▸ **Excerpt to read**

Yale and Google Collaborate to Uncover New Cancer Treatment

An innovative collaboration between researchers at the Yale School of Medicine and Google has led to a promising new treatment approach for cancer. An artificial intelligence model, developed by the team, identified the drug Silmitasertib as a potential aid in helping the immune system locate and combat cancerous tumors. This discovery is notable because it emerged from AI analysis rather than existing scientific literature.

Professor David van Dijk, who leads the research at Yale, expressed surprise at the AI’s suggestion, as no prior research had indicated that Silmitasertib could function in this way. The model, termed Cell2Sentence, speculated that the drug could enhance antigen presentation, a crucial process that enables the immune system to recognize and fight cancer cells. Following this hypothesis, the lab conducted tests on human skin and pulmonary cells, validating the AI’s predictions.

In October 2024, the findings were published in a preprint paper, a result of collaboration with Google’s AI divisions, Google DeepMind and Google Research. Van Dijk remarked that this work marks a significant advancement in using large language models (LLMs) for biological predictions that can be experimentally verified.

The Technology Behind the Discovery

The research team at Yale has been exploring a novel way to analyze human cells for several years. By studying single-cell RNA sequences, which detail gene expression within individual cells, they aimed to decode the complexities of human biology at a granular level. Graduate student Syed Rizvi, one of the lead authors of the paper, noted that understanding genetic patterns can significantly aid in distinguishing between healthy and malignantly altered cells.

To tackle the challenges posed by the vast amounts of data in single-cell RNA sequences, the researchers initially employed natural language processing techniques. By transforming numerical data into sentence-like formats, the AI model was able to discern biological patterns effectively. For instance, a sequence representing cellular activity might be structured as “Gene A Gene B Gene C,” reflecting the activity of around 18,000 genes.

The early iterations of their model operated on GPT-2, an older AI model with approximately 774 million parameters. In contrast, newer models like GPT-4, released in March 2023, contain 1.76 trillion parameters, offering more sophisticated capabilities. Despite the limitations of the earlier model, the team achieved significant milestones, enabling accurate identification of cell types based on their ‘cell sentences.’

Collaboration with Google Enhances Research

In 2024, the partnership with Google began during an AI workshop at Yale, where the research team met with Google DeepMind scientists. This collaboration provided the Yale researchers access to Google’s extensive computing resources, reportedly the largest of any organization worldwide. This advantage allowed the team to transition from their original GPT-2 model to Google’s advanced AI model, Gemma-2, expanding Cell2Sentence to 27 billion parameters and enhancing its analytical capabilities.

▸ **About this task**
In the article about the Yale and Google cancer research, condense the paragraph beginning "In 2024, the partnership with Google began" into a brief bulleted list that keeps its main facts. Rely solely on the article about the Yale and Google cancer research.

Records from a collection
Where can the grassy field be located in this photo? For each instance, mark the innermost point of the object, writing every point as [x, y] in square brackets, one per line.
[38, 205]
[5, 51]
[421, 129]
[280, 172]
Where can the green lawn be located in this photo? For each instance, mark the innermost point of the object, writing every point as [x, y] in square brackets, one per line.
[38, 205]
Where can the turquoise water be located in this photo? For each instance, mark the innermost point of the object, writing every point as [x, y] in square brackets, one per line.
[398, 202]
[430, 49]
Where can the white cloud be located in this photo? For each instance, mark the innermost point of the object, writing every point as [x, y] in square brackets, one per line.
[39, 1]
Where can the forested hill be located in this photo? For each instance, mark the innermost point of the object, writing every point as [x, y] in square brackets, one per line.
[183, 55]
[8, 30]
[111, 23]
==
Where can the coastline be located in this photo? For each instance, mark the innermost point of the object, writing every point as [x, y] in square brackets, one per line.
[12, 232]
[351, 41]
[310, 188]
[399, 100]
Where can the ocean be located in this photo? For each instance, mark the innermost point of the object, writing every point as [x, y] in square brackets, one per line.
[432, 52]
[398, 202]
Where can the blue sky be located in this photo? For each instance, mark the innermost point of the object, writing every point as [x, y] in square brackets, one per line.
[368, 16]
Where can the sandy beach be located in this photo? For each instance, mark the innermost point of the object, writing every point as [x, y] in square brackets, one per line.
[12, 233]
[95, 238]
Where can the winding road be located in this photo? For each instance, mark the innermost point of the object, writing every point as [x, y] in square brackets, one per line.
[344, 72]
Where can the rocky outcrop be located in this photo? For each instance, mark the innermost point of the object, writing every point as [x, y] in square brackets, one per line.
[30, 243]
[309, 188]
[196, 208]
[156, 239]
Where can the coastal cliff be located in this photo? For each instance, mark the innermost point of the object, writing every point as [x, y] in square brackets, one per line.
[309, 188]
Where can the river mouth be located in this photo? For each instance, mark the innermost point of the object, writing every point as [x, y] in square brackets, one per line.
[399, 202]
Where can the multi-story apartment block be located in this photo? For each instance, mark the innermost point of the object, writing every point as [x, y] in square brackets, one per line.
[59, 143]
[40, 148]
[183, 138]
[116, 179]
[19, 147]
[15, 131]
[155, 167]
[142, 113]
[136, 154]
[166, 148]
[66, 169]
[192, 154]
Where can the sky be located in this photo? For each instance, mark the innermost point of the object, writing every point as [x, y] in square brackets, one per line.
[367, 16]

▸ **Reply to the exercise**
- The partnership began in 2024 at an AI workshop at Yale, where the research team met Google DeepMind scientists.
- The collaboration gave the Yale researchers access to Google's extensive computing resources, reportedly the largest of any organization worldwide.
- This access let the team move from its original GPT-2 model to Google's Gemma-2 model.
- Cell2Sentence was expanded to 27 billion parameters, enhancing its analytical capabilities.